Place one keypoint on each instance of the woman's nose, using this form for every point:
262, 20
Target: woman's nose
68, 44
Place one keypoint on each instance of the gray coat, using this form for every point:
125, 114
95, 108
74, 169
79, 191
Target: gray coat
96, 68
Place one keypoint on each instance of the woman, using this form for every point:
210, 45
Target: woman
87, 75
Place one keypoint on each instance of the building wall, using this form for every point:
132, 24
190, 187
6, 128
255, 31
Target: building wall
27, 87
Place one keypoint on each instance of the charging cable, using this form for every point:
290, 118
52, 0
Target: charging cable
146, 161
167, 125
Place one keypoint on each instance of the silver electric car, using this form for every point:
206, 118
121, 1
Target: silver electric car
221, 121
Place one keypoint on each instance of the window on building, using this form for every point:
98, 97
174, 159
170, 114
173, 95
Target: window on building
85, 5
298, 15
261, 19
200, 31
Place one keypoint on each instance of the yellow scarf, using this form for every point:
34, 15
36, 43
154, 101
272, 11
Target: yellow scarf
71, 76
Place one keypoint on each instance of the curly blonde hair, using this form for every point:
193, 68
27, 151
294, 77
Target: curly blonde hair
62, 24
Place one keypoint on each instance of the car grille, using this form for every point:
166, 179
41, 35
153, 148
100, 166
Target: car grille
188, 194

**PROBLEM DESCRIPTION**
Report the lines above that have the word "using" in them.

**RESPONSE AREA**
Place one keypoint on each instance of the woman's nose, using this form for every point:
Place one keypoint on each instance of the gray coat, using this form for every point:
Place one keypoint on each instance of the woman, using this form for every point:
Place one keypoint on each instance of the building wall, using this form for every point:
Place one keypoint on each instance of the charging cable, using this form for every point:
Place one keypoint on each instance of the silver electric car, using this form for every point:
Place one keypoint on each instance of the window on building, using this form for every point:
Place one keypoint on each instance of the yellow scarf, using this form for every point:
Place one keypoint on each instance of the curly blonde hair, using this form for every point:
Place one keypoint on each instance of the car grille, using this form for every point:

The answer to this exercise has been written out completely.